START SOURCE

Greening Master Plan 2012

Response to CEDD’s Greening Master Plan (GMP) for the Islands District

A Snapshot of Living Lamma’s Engagement with Government

Living Lamma was started in May 2009 in response to two issues – dumping on agricultural land in the Yung Shue Long Valley and HAD’s plans to construct a concrete platform over the last remain bit of unspoiled shoreline along the Yung Shue Wan harbour. Both of these negatively impact our community by causing damage to the natural environment or carrying out works that are not in keeping with the rural character or that are designed to meet resident’s needs.

Living Lamma has continued to campaign on these two issues, hoping to close loopholes that allow dumping on agricultural land and to insist the rural public minor works are based on proper research and design.

Unfortunately in Hong Kong, government inertia prevents action that could clean up our environment. Bureaucracy formulated under the colonial system, when residents of rural areas were expected to ask for little or nothing by way of community improvement, governs government – public relations. Budget is allocated, not on the basis of community need, but on outdated standards of procedure. Money is earmarked to capital works – pouring concrete and putting up railings – but not to measures that would conserve, beautify or provide maintenance. Thus, HAD can fund the building of a sitting out area, but with no budget to employ a landscape architect or maintenance staff, HAD cannot make it look nice or clean it – hence people do not like the end result.

In February 2010, Living Lamma presented its report “Stop the Mess” to representatives from EPD, HAD, LCSD, FEHD and LandsD on a joint visit to Yung Shue Wan. The report highlighted more than 250 areas for improvement

– littering, dumping, graffiti and other eyesores caused by insensitive design. Living Lamma asked the departments to work together on resolving the problems in our community. In fact, where the problem was under the jurisdiction of one department and the solution was governed by policy, we found that action was taken very quickly and efficiently. For example, FEHD cleared rubbish dumped off the side of the path on government land.

END SOURCE
START ITEMS

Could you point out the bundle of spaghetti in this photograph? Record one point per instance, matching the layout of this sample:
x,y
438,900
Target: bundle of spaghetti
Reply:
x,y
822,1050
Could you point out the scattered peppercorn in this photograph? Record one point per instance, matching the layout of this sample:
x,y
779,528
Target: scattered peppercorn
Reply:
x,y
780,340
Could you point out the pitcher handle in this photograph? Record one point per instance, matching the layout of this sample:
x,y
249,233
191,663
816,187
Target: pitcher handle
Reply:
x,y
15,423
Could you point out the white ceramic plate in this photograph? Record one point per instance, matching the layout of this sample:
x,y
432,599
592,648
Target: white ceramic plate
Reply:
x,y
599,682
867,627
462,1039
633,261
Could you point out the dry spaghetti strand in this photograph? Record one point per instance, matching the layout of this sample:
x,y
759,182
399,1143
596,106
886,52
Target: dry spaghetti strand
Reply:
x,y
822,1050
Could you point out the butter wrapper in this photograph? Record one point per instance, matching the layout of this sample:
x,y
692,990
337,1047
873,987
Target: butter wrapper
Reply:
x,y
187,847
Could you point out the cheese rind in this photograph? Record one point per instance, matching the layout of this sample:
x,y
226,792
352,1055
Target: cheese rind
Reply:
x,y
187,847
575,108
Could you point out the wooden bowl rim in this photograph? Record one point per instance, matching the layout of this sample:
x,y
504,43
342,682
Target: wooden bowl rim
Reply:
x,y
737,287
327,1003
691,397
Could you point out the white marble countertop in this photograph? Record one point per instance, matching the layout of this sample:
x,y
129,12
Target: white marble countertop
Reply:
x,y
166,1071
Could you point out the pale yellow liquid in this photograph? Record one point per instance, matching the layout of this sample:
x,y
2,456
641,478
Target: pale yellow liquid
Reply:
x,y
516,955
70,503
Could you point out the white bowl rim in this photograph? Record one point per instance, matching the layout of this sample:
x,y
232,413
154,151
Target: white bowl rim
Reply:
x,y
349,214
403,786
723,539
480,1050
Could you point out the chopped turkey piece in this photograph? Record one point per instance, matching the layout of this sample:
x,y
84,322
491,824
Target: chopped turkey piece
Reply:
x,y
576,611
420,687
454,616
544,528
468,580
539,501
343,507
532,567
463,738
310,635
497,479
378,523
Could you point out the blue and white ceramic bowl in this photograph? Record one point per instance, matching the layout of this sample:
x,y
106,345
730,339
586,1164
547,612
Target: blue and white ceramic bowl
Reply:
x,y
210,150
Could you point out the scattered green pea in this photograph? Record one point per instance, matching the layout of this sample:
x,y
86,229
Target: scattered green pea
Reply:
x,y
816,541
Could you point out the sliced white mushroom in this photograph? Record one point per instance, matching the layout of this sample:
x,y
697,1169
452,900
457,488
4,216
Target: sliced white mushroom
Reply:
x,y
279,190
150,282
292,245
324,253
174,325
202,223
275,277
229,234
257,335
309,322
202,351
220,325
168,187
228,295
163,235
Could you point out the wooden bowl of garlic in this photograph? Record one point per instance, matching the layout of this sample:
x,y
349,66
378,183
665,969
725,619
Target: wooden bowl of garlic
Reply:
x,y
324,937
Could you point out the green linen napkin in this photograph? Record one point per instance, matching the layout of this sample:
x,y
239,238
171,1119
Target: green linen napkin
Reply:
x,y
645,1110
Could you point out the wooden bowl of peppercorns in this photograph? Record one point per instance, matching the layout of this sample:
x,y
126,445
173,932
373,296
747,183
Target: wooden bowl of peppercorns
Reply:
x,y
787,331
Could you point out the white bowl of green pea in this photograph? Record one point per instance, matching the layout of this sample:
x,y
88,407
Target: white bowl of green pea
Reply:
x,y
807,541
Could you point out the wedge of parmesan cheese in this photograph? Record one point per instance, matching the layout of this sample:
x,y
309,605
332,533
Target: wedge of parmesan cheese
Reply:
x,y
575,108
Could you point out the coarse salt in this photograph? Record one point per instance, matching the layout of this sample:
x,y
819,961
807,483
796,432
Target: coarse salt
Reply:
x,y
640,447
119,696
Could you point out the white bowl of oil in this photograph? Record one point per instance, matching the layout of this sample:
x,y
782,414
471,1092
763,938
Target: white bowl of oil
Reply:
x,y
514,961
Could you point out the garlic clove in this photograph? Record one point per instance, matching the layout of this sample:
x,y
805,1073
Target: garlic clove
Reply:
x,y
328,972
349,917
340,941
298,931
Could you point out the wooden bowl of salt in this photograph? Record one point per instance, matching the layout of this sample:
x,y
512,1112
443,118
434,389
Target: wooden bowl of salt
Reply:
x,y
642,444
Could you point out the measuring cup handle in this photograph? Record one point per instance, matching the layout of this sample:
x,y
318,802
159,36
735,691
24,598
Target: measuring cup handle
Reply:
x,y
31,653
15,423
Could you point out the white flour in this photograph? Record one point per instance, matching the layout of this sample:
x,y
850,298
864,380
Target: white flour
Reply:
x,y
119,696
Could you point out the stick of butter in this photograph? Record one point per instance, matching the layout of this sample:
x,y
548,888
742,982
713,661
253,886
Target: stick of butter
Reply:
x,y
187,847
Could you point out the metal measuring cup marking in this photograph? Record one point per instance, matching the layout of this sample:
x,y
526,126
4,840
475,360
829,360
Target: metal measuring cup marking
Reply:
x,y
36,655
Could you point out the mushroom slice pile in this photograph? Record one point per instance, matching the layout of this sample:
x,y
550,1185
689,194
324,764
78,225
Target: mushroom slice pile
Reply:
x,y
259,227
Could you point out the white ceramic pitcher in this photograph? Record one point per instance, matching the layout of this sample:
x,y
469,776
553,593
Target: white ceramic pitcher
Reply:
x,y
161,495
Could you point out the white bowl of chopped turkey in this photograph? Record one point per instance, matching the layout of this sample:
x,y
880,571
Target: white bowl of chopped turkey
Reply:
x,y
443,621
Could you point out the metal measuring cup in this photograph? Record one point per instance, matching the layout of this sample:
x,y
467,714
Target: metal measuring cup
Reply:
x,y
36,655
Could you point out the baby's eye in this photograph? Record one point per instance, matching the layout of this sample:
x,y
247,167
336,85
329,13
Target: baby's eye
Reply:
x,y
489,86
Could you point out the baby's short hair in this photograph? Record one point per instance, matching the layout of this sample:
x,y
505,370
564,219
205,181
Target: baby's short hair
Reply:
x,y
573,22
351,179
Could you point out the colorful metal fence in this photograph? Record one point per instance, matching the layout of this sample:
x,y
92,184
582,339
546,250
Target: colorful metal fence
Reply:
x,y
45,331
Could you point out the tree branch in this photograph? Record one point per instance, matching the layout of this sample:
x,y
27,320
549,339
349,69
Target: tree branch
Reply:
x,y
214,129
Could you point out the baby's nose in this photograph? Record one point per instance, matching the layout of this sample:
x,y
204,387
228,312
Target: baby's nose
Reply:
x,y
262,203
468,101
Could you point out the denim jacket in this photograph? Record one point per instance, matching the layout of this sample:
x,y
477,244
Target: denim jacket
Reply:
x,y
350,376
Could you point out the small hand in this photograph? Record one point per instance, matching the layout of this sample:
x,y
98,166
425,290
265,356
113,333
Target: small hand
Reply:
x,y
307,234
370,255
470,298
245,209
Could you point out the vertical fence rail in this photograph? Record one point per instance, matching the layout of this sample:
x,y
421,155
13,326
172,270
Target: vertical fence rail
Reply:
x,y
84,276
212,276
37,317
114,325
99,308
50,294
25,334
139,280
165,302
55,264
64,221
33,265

END ITEMS

THINGS TO DO:
a) Update the Living Lamma text starting at "Unfortunately in Hong" and ending at "the end result.", writing it out with "cement" in place of "concrete".
b) Collect every line of the entries that contains the string "bundle", treating uppercase and lowercase letters as different.
The text and the entries were drawn from separate sources.

FINAL ANSWERS:
a)
Unfortunately in Hong Kong, government inertia prevents action that could clean up our environment. Bureaucracy formulated under the colonial system, when residents of rural areas were expected to ask for little or nothing by way of community improvement, governs government – public relations. Budget is allocated, not on the basis of community need, but on outdated standards of procedure. Money is earmarked to capital works – pouring cement and putting up railings – but not to measures that would conserve, beautify or provide maintenance. Thus, HAD can fund the building of a sitting out area, but with no budget to employ a landscape architect or maintenance staff, HAD cannot make it look nice or clean it – hence people do not like the end result.

b)
Could you point out the bundle of spaghetti in this photograph? Record one point per instance, matching the layout of this sample:
Target: bundle of spaghetti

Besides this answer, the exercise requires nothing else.